TEXTE DE LA PAGE
==*==
Avec les paroles d’Adèle Haenel, la prise de conscience du cinéma français
Récit
Avec les paroles d’Adèle Haenel, la prise de conscience du cinéma français
Par Zineb Dryef - LE MONDE
Après la prise de parole de l’actrice française qui a accusé le réalisateur Christophe Ruggia d’« attouchements » et de « harcèlement sexuel », le milieu se livre à une douloureuse et nécessaire introspection.
La fin des vacances scolaires, la disparition de Marie Laforêt… ce dimanche 3 novembre, la soirée, qui s’annonçait morose, a été cataclysmique pour le cinéma français. A 19 heures, Mediapart publie une longue enquête dans laquelle l’actrice Adèle Haenel accuse Christophe Ruggia, d’« attouchements » et de « harcèlement sexuel » lorsqu’elle était mineure. Dix jours plus tard, le cinéma français ressemble à une gigantesque cellule de crise. « Notre monde a changé », résume la productrice Sandrine Brauer.
==*==
DONNÉES

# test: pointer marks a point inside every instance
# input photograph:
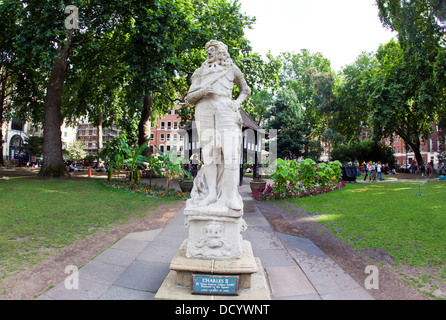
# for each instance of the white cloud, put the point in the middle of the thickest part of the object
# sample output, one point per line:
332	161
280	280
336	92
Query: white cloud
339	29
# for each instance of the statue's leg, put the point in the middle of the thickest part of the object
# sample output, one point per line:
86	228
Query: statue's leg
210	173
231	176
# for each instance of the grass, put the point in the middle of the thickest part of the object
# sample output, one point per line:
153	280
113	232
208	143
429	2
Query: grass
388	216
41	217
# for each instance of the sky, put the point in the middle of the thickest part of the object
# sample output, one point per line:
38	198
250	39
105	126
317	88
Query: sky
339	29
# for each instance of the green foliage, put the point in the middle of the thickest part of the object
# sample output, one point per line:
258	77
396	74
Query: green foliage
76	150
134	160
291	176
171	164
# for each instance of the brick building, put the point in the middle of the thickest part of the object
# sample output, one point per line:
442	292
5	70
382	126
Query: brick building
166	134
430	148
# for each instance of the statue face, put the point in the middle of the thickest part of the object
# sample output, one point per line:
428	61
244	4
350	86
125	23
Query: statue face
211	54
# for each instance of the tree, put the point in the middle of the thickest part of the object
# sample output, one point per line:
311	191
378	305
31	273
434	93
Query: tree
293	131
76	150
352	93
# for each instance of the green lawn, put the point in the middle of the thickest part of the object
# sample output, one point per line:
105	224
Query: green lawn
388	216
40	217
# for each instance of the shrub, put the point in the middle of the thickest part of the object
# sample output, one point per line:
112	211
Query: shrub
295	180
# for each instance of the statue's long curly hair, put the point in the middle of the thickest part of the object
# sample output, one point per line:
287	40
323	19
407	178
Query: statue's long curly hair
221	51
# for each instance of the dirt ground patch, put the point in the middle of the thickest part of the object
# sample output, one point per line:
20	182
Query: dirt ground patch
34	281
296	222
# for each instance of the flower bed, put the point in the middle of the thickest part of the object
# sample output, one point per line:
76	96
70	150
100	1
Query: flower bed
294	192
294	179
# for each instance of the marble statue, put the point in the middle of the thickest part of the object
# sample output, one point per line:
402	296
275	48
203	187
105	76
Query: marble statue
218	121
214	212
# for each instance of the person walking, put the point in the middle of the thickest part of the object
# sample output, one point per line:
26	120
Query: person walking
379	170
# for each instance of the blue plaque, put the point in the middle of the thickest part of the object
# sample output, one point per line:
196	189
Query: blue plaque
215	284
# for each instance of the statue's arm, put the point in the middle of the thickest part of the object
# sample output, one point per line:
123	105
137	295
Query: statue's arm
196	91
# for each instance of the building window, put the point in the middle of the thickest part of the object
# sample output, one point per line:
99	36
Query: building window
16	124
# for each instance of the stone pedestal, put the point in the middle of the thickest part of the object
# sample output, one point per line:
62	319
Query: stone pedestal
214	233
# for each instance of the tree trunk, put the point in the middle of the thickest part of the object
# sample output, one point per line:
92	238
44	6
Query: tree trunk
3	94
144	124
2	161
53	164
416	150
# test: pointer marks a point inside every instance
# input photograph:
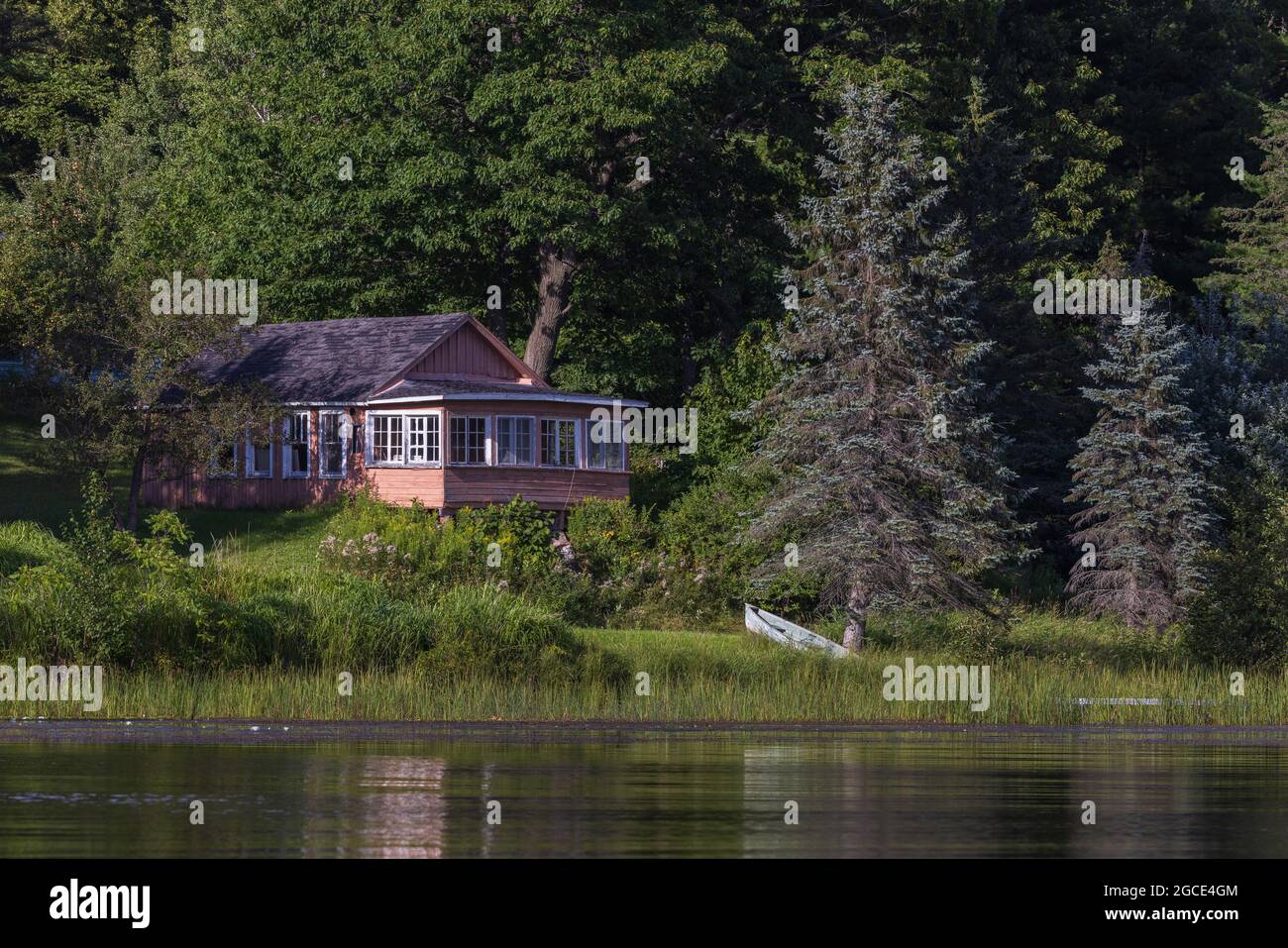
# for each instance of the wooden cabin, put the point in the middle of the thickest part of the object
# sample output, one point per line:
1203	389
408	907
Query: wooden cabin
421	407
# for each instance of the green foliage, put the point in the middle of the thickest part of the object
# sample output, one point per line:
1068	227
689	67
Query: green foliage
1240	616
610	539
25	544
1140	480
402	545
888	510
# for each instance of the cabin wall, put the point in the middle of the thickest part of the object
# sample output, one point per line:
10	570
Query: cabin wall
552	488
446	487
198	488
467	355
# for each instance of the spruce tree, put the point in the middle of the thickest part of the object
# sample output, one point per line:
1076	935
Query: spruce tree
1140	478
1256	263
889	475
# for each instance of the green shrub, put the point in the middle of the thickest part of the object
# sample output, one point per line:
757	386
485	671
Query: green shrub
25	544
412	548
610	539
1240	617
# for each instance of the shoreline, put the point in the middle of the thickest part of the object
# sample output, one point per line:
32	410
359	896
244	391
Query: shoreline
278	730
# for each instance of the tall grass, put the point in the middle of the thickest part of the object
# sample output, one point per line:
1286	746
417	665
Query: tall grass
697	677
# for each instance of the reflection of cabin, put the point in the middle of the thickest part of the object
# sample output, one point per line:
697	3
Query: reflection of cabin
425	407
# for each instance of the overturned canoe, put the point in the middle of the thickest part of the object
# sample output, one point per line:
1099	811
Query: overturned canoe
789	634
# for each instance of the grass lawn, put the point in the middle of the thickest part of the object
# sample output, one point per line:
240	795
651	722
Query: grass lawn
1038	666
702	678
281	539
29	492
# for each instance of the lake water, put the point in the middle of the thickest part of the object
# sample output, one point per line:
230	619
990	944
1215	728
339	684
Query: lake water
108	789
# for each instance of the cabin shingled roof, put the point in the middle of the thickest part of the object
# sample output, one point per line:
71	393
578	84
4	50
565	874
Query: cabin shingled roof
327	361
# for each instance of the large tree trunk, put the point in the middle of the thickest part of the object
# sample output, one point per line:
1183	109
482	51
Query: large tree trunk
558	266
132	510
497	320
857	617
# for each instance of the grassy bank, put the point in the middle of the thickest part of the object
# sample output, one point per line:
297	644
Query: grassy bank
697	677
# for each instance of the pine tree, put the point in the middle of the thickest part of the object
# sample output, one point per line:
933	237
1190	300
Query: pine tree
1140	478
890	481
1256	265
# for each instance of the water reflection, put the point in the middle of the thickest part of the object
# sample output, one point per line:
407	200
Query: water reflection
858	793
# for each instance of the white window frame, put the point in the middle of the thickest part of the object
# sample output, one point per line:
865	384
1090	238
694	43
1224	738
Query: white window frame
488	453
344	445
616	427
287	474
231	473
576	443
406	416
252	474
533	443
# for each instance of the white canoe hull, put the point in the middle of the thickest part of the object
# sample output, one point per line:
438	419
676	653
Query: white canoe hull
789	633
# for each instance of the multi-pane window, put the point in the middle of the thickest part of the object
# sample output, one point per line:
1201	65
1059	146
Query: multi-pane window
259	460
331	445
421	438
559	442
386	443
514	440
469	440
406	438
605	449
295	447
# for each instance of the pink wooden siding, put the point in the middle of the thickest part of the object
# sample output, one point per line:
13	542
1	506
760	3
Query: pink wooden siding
==*==
OBJECTIFS
a) Répondez à ces questions d'après l'article sur Adèle Haenel :
(i) Qui signe l'article ?
(ii) À quelle heure Mediapart publie-t-il son enquête ?
(iii) Qui résume la situation par « Notre monde a changé » ?
b) Reprenez mot pour mot, dans l'article sur Adèle Haenel, tout ce qui va de « La fin des vacances » jusqu'à « productrice Sandrine Brauer. ».
c) Poursuivez l'article sur Adèle Haenel à partir de sa dernière phrase.
Les données constituent un matériau distinct de l'article sur Adèle Haenel.

EN RÉPONSE
a)
(i) Zineb Dryef.
(ii) À 19 heures.
(iii) La productrice Sandrine Brauer.

b)
La fin des vacances scolaires, la disparition de Marie Laforêt… ce dimanche 3 novembre, la soirée, qui s’annonçait morose, a été cataclysmique pour le cinéma français. A 19 heures, Mediapart publie une longue enquête dans laquelle l’actrice Adèle Haenel accuse Christophe Ruggia, d’« attouchements » et de « harcèlement sexuel » lorsqu’elle était mineure. Dix jours plus tard, le cinéma français ressemble à une gigantesque cellule de crise. « Notre monde a changé », résume la productrice Sandrine Brauer.

c)
Fait très rare, la profession, quasiment dans son ensemble, a déclaré son soutien total à l’actrice à travers ses instances représentatives : la Société des réalisateurs de films (SRF), la Société civile des auteurs, réalisateurs et producteurs (ARP), Unifrance et le Syndicat des producteurs indépendants (SPI) ont publié des communiqués saluant la prise de parole d’Adèle Haenel.
Tout commence au lendemain de l’enquête Mediapart. Les membres du Conseil d’administration de la SRF, à laquelle appartient Christophe Ruggia, se réveillent groggy. L’association fondée en 1968, se trouve dans une situation inconfortable : le réalisateur de 54 ans est un pilier de la SRF, il en a régulièrement assuré la présidence. Dix jours plus tard, rares sont ceux qui acceptent d’en parler parce que « dévastés », « par terre » ou « épuisés par le manque de sommeil ».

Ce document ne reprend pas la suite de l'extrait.